→ WORK TASK: Which lines of the records contain the word "strap"? Copy each one.

(DATA SECTION)

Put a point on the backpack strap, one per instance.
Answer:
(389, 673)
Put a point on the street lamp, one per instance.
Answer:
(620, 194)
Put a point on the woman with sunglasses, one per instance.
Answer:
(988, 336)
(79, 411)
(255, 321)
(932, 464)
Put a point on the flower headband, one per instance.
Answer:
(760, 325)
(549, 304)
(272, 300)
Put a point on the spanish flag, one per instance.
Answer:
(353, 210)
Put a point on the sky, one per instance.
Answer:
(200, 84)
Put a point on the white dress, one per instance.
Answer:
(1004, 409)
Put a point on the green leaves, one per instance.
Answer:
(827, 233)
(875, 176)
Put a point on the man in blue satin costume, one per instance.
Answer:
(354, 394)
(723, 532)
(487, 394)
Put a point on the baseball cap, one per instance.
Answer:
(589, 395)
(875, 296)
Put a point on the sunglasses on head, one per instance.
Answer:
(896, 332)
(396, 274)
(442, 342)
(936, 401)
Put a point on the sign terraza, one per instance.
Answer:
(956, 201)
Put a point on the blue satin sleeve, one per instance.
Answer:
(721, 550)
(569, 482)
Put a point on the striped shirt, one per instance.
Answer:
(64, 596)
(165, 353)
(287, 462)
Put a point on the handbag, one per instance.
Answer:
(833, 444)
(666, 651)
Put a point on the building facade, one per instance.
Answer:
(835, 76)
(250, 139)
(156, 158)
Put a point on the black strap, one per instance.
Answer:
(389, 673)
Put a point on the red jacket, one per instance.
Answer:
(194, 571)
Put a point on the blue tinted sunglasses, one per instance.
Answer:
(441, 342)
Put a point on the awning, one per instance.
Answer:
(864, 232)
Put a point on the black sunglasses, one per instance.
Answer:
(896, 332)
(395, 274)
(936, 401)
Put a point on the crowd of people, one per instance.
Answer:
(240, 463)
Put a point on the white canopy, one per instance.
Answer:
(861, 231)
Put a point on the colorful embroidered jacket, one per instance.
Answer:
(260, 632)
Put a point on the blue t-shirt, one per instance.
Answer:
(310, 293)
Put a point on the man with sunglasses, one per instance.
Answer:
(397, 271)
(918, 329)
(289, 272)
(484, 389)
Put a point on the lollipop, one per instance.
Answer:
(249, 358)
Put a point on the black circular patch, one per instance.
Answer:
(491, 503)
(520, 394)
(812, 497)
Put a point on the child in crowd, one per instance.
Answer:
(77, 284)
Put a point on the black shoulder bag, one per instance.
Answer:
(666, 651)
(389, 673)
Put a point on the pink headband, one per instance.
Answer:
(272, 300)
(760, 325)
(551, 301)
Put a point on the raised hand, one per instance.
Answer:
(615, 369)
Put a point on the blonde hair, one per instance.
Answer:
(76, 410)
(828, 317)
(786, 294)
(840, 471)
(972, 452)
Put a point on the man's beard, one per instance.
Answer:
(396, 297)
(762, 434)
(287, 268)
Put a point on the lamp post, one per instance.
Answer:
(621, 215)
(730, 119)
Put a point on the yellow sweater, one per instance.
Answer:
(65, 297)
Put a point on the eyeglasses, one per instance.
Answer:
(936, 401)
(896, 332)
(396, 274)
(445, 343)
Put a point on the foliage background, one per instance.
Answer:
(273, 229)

(End DATA SECTION)

→ EXPECTED ANSWER:
Put a point on the backpack strap, one per instance.
Put a point on the black strap, one per instance.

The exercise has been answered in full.